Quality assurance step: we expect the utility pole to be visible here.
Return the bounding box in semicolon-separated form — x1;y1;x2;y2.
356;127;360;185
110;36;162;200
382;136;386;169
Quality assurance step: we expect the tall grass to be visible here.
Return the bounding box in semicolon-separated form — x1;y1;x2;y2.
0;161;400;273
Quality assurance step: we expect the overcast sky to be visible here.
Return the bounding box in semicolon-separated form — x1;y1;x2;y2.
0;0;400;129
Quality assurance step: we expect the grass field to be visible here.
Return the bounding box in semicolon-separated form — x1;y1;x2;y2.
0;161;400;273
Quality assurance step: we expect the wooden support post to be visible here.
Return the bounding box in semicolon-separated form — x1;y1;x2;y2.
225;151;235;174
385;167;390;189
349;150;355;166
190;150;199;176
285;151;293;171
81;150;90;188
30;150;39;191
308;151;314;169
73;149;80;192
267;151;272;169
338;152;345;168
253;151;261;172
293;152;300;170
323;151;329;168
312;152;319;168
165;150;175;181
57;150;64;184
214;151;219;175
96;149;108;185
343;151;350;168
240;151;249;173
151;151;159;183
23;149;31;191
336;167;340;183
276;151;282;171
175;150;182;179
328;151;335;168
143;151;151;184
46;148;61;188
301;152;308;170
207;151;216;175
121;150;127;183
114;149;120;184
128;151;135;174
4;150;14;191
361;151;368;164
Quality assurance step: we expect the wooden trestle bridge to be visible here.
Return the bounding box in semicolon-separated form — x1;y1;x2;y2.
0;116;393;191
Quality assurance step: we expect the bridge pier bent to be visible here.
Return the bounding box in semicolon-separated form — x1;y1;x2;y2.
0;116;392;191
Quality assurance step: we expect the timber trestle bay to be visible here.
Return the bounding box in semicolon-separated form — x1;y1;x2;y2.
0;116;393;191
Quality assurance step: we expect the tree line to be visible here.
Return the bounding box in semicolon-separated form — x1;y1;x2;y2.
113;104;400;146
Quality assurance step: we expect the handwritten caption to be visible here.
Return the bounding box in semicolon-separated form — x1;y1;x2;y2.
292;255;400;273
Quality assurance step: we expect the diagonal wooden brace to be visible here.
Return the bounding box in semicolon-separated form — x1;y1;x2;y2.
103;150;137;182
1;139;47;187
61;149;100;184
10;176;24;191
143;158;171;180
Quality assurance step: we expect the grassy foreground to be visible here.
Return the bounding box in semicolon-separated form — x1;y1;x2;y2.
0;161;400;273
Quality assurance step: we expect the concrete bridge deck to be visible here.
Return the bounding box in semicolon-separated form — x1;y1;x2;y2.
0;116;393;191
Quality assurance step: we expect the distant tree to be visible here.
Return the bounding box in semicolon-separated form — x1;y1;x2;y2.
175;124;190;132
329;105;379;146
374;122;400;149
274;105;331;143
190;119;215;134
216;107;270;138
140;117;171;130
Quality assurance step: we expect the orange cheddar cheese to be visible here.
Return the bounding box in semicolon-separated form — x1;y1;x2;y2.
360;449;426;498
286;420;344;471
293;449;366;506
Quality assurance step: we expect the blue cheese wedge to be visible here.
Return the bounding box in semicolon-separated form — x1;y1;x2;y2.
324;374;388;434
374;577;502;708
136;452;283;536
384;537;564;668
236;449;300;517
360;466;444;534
◇ ◇ ◇
● **TASK STATEMENT**:
Copy out every line of the records above word for word, in the same order, including each box line.

● **EXERCISE OUTPUT**:
Quality assurance step: we expect the utility pole to be visible here.
Return the bounding box in semicolon-separated form — x1;y1;x2;y2.
356;127;360;185
110;36;162;200
382;136;386;169
Quality assurance step: we expect the tall grass to be visible here.
Return the bounding box in semicolon-separated form — x1;y1;x2;y2.
0;161;400;273
Quality assurance step: we expect the overcast sky to be visible here.
Return the bounding box in semicolon-separated form — x1;y1;x2;y2.
0;0;400;129
Quality assurance step: we expect the grass field to be visible here.
Return the bounding box in semicolon-separated form — x1;y1;x2;y2.
0;161;400;273
Quality assurance step: we expect the wooden support post to be visible here.
Return the bounding box in semicolon-separated form — x1;y1;x2;y2.
225;151;235;174
385;167;390;189
349;150;355;166
190;150;199;176
285;151;293;171
81;150;90;188
30;150;39;191
308;151;314;169
73;149;80;192
267;151;272;169
338;152;345;168
253;151;261;172
293;152;300;170
323;151;329;168
312;152;319;168
165;150;175;181
57;150;64;184
214;151;219;175
96;149;108;185
343;151;350;168
240;151;249;173
151;151;159;183
23;149;31;191
336;167;340;183
276;151;282;171
175;150;182;179
328;151;335;168
143;151;151;184
46;148;61;188
301;152;308;170
207;151;216;175
121;150;127;183
114;149;120;184
128;151;135;174
4;150;14;191
361;151;368;164
Quality assurance step: we expect the wooden trestle bridge to be visible here.
Return the bounding box in semicolon-separated form — x1;y1;x2;y2.
0;116;393;191
Quality assurance step: we expect the bridge pier bent to be visible here.
Return the bounding box in semicolon-separated form — x1;y1;x2;y2.
0;116;392;191
Quality assurance step: we expect the timber trestle bay to be visible here.
Return the bounding box in semicolon-separated form — x1;y1;x2;y2.
0;116;393;191
Quality assurance step: we expect the tree line to be visible here.
Return the bounding box in semicolon-separated form — x1;y1;x2;y2.
113;104;400;146
Quality assurance step: we expect the handwritten caption to be visible here.
Return the bounding box in semicolon-separated form — x1;y1;x2;y2.
292;255;400;273
Quality assurance step: we expect the diagonal wooden brace to be visible here.
Return the bounding box in semicolon-separated form — x1;y1;x2;y2.
103;150;137;182
1;139;47;187
61;149;100;184
10;176;24;191
143;158;171;180
Quality assurance step: we expect the grassy foreground to be visible here.
Return the bounding box in semicolon-separated form — x1;y1;x2;y2.
0;161;400;273
Quality assurance step: we expect the concrete bridge deck to be visible here.
Return the bounding box in semicolon-separated form — x1;y1;x2;y2.
0;116;393;191
Quality assurance step: we expect the distant tree to be visible here.
Return the bounding box in semicolon-separated form — x1;y1;x2;y2.
175;124;190;132
329;105;379;146
374;122;400;149
274;105;331;143
190;119;215;134
216;107;270;138
140;117;171;130
Quality assurance step: we expect the orange cheddar cheese to be visible here.
Return the bounding box in semicolon-separated form — x1;y1;x2;y2.
360;449;426;498
286;420;344;471
293;449;366;506
Quality assurance step: we expect the blue cheese wedge to be visible here.
Return the bounding box in semicolon-separated form — x1;y1;x2;y2.
324;374;388;434
374;577;502;708
136;452;283;536
384;537;564;668
236;449;300;517
360;466;444;534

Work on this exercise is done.